> Document text:
● ● ● ● ●

The (Not-so) Little Teochew updated her blog with a strawberry shortcake recipe and watching Ochikeron’s video on how to make strawberry shortcake I felt like eating strawberry shortcake. At least something with strawberry and cream. Lucky for me Sainsbury’s was having a 2 for £3 offer. Unfortunate that I made the wrong decision to buy single cream (kononnya less calories lah pffttt). Next time when in doubt, get the fatter option.
I thought of improvising a butterscotch sauce using the single cream, but the strawberries were already sweet and I was craving for the sweet-tangy flavour. The initial plan was to hand whip the cream with a light lashing of icing sugar. Attempt to whip the single cream yielded a frothy mixture that seems pretty good to top my coffee with, just not as photogenic to top pancakes with. Hungry girl is hungry so she simply wallowed the pancakes and strawberries in a pool of cream.
The next pancake recipe follows after the next picture. For the one you see above,
Pancake #1 (makes approx. 6 medium sized pancakes)

● ● ● ● ●

> Data under study:
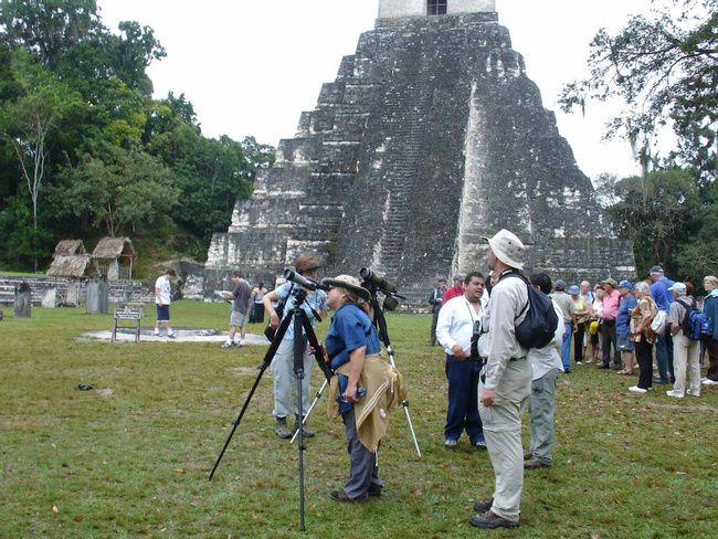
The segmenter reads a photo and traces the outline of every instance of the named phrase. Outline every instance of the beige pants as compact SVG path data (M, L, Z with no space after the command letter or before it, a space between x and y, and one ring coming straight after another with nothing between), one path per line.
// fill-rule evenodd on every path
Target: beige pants
M478 384L478 413L484 424L486 448L492 459L496 489L492 511L517 521L524 488L521 415L531 394L531 364L527 359L509 361L496 387L493 406L482 404L484 383Z
M690 392L700 393L700 342L685 337L680 329L673 336L673 371L676 377L673 390L676 393L686 392L686 366L690 372Z

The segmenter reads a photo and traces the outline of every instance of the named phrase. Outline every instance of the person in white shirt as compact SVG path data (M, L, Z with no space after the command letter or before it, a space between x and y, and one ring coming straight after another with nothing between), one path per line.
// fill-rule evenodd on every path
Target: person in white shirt
M465 430L473 446L486 448L482 419L478 415L478 377L482 360L472 350L472 338L478 339L483 313L484 276L469 273L464 278L464 294L446 302L439 311L436 338L446 352L446 379L448 380L448 406L444 444L456 447Z
M535 288L543 294L551 292L551 278L545 273L535 273L530 279ZM559 319L561 306L551 298L553 310ZM553 445L553 404L556 382L563 371L561 360L561 341L566 328L559 324L553 339L543 348L529 348L526 357L531 363L531 395L528 400L531 415L531 445L524 454L524 468L542 468L551 465L551 446Z
M155 304L157 305L157 323L155 324L155 336L159 337L159 325L165 324L167 337L175 338L172 328L169 324L169 304L172 300L172 278L177 275L171 267L165 272L165 275L158 277L155 282Z

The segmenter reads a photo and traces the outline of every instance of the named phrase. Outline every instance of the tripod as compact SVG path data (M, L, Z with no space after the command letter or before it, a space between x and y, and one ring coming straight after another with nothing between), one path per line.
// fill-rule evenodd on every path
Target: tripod
M277 332L272 340L272 345L270 345L270 349L264 355L264 360L262 361L262 364L257 367L260 369L260 373L256 377L256 380L254 381L254 384L252 385L252 389L250 390L250 394L247 395L246 400L244 401L244 405L242 406L242 410L240 411L240 415L235 421L232 422L232 431L230 432L229 437L226 438L226 442L224 443L224 447L222 447L222 452L220 453L220 456L218 457L217 462L214 463L214 467L212 468L212 472L210 473L210 477L208 480L212 480L212 477L214 476L214 472L217 471L217 467L220 465L220 461L222 459L222 456L224 455L224 452L226 451L228 446L230 445L230 442L232 440L232 436L234 435L234 432L236 431L236 427L240 426L240 423L242 421L242 418L244 416L244 412L246 411L250 401L252 400L252 397L254 395L254 391L256 390L257 385L260 384L260 380L262 380L262 376L264 374L264 371L272 364L272 360L274 359L274 356L276 356L277 349L279 348L279 345L282 344L282 339L284 339L284 334L286 334L287 329L289 328L289 324L294 324L294 377L295 377L295 393L297 398L297 408L299 410L299 418L304 419L303 410L302 410L302 380L304 379L305 372L304 372L304 350L305 350L305 341L303 338L303 335L306 334L309 344L314 348L314 357L317 360L317 363L319 364L319 368L321 369L321 372L324 372L324 376L326 377L327 381L331 379L334 373L331 372L331 369L327 364L326 360L324 359L324 352L321 351L321 348L319 348L319 341L317 340L317 336L314 332L314 328L312 327L312 323L309 321L307 314L302 309L302 304L305 302L307 297L307 293L304 288L299 288L296 292L296 303L294 309L292 309L292 315L286 316L284 320L282 320L282 324L279 324L279 328L277 329ZM315 315L316 316L316 315ZM317 316L316 317L319 321L321 319ZM304 329L304 334L302 332ZM300 526L299 529L300 531L305 531L304 527L304 451L306 450L306 446L304 445L304 421L299 424L299 427L297 429L297 432L299 433L299 515L300 515Z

● ● ● ● ●

Decide whether each statement below agrees with the blog post about strawberry pancakes above. Answer yes or no for each, and quote the deciding words of the post.
(a) The writer made a butterscotch sauce with the single cream.
(b) Whipping the single cream produced a frothy mixture.
(c) The first pancake recipe makes about six medium-sized pancakes.

> Answer section:
(a) No: "I thought of improvising a butterscotch sauce using the single cream, but the strawberries were already sweet and I was craving for the sweet-tangy flavour."
(b) Yes: "Attempt to whip the single cream yielded a frothy mixture"
(c) Yes: "Pancake #1 (makes approx. 6 medium sized pancakes)"